SECURITIES AND EXCHANGE COMMISSION

Washington, D.C. 20549

 

FORM 8-K

 

CURRENT REPORT

Pursuant to Section 13 or 15(d) of

The Securities Exchange Act of 1934

 

Date of Report (Date of earliest event reported): May 17, 2022

 

Baker Hughes Company

(Exact name of registrant as specified in its charter)

 

Delaware 1-38143 81-4403168
(State of Incorporation) (Commission File No.)

(I.R.S. Employer

Identification No.)

 

17021 Aldine Westfield Road

Houston, Texas 77073

 

Registrant’s telephone number, including area code: (713) 439-8600

 

Check the appropriate box below if the Form 8-K filing is intended to simultaneously satisfy the filing obligation of the registrant under any of the following provisions:

 

  Written communications pursuant to Rule 425 under the Securities Act (17 CFR 230.425)
☆ ☆ ☆ ☆
**EXERCISES:**
1: Translate this sentence from the Form 8-K excerpt into Spanish: "Check the appropriate box below if the Form 8-K filing is intended to simultaneously satisfy the filing obligation of the registrant under any of the following provisions:"
2: Return the portion of the Form 8-K excerpt from "Baker Hughes Company" up to and including "Identification No.)", copied word for word.
The data that follows is not needed for anything asked here.
☆ ☆ ☆ ☆
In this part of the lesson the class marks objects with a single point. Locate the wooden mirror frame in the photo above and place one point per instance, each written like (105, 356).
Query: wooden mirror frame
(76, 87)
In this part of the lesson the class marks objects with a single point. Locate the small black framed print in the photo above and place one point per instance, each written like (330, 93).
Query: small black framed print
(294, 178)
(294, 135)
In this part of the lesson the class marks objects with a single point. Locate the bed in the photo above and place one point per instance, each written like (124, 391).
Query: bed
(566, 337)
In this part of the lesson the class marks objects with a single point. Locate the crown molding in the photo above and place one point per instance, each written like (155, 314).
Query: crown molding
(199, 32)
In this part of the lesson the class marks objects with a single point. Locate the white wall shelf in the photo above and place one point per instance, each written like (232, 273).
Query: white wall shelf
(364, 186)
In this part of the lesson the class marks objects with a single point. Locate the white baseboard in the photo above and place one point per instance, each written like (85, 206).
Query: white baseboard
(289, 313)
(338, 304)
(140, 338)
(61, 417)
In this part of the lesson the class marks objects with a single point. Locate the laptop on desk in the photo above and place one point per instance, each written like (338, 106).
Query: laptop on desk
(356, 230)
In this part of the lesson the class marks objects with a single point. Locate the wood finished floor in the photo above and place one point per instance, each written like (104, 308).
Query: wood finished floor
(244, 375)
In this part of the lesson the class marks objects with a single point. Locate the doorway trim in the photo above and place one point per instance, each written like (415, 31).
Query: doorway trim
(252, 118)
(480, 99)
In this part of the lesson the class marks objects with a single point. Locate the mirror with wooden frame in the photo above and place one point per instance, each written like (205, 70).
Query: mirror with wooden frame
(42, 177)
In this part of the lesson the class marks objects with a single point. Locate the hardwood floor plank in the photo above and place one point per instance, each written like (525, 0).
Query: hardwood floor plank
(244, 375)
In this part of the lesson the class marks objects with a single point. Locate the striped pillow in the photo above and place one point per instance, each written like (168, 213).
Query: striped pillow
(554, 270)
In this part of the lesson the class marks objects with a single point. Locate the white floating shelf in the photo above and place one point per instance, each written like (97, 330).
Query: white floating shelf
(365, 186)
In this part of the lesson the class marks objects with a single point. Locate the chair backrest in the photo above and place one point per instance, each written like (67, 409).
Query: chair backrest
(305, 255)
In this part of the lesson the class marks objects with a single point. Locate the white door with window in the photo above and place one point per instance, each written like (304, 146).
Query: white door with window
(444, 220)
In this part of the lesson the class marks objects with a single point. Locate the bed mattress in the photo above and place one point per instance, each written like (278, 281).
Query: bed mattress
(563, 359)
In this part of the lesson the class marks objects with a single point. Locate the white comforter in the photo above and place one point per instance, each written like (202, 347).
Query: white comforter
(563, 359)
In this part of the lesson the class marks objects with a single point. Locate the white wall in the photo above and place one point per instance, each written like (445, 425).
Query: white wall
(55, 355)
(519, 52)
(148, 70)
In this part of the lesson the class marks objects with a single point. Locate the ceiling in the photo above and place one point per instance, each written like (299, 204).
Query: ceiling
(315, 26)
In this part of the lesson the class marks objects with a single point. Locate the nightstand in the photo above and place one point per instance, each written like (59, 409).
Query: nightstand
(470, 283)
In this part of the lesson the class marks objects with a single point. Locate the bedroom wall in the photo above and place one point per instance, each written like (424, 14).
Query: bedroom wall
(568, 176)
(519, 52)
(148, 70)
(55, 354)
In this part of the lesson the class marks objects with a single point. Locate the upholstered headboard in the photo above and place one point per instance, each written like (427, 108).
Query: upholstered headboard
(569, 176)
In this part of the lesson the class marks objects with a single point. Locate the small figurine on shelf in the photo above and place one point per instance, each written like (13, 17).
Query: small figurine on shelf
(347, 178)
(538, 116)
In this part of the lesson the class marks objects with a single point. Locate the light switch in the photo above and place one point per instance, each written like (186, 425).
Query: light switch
☆ ☆ ☆ ☆
**OUTPUTS BY TASK:**
1: Marque la casilla correspondiente a continuación si la presentación del Formulario 8-K tiene por objeto satisfacer simultáneamente la obligación de presentación del registrante conforme a cualquiera de las siguientes disposiciones:

2:
Baker Hughes Company

(Exact name of registrant as specified in its charter)

 

Delaware 1-38143 81-4403168
(State of Incorporation) (Commission File No.)

(I.R.S. Employer

Identification No.)